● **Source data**
>>>>>
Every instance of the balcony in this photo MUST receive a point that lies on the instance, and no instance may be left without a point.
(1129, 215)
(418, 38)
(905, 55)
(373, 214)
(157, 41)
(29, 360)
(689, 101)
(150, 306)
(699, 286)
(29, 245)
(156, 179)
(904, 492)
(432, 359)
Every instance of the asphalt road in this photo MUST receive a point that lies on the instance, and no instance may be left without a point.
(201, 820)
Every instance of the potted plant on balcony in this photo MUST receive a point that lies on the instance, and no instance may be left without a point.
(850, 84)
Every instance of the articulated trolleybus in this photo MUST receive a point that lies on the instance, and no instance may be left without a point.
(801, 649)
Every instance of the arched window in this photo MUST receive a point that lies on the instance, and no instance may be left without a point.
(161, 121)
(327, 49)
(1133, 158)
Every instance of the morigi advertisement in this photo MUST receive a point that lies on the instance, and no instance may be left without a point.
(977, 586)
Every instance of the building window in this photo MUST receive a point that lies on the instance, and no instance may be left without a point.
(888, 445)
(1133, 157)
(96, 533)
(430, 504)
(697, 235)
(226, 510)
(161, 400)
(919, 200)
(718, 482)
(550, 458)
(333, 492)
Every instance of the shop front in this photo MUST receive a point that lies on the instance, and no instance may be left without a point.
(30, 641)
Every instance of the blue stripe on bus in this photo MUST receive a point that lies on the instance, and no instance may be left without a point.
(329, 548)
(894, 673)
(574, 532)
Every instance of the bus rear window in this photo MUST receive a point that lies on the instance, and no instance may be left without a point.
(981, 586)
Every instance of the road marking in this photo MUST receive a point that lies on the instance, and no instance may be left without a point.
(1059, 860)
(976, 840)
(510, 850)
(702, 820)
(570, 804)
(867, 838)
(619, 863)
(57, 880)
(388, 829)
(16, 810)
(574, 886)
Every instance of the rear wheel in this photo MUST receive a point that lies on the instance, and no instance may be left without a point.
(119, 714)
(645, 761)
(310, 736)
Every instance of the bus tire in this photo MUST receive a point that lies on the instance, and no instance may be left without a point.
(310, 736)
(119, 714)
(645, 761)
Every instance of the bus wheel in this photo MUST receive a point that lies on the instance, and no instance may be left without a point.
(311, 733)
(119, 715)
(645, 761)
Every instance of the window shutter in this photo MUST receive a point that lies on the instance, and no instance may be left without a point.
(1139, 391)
<<<<<
● **Required task**
Return, unchanged, each line from the line containing "Every instance of the rear" through the last line of the material.

● **Response for this exercise**
Every instance of the rear wheel in this photo MUST receive a point that lies on the instance, and no instance may be left without a point.
(119, 714)
(645, 761)
(310, 736)
Every instance of the bus tire in this photo MUST receive a point that lies on the instance, and no instance may be left without a point.
(310, 736)
(119, 714)
(645, 761)
Every instance of the bus wheel in this photo MUST receive a point that lies on the instance, and no instance may be left without a point.
(311, 733)
(119, 715)
(645, 761)
Every instance of the window shutter in this photo MUST receive a point that lies on the instance, and no instance may be left without a point.
(1139, 391)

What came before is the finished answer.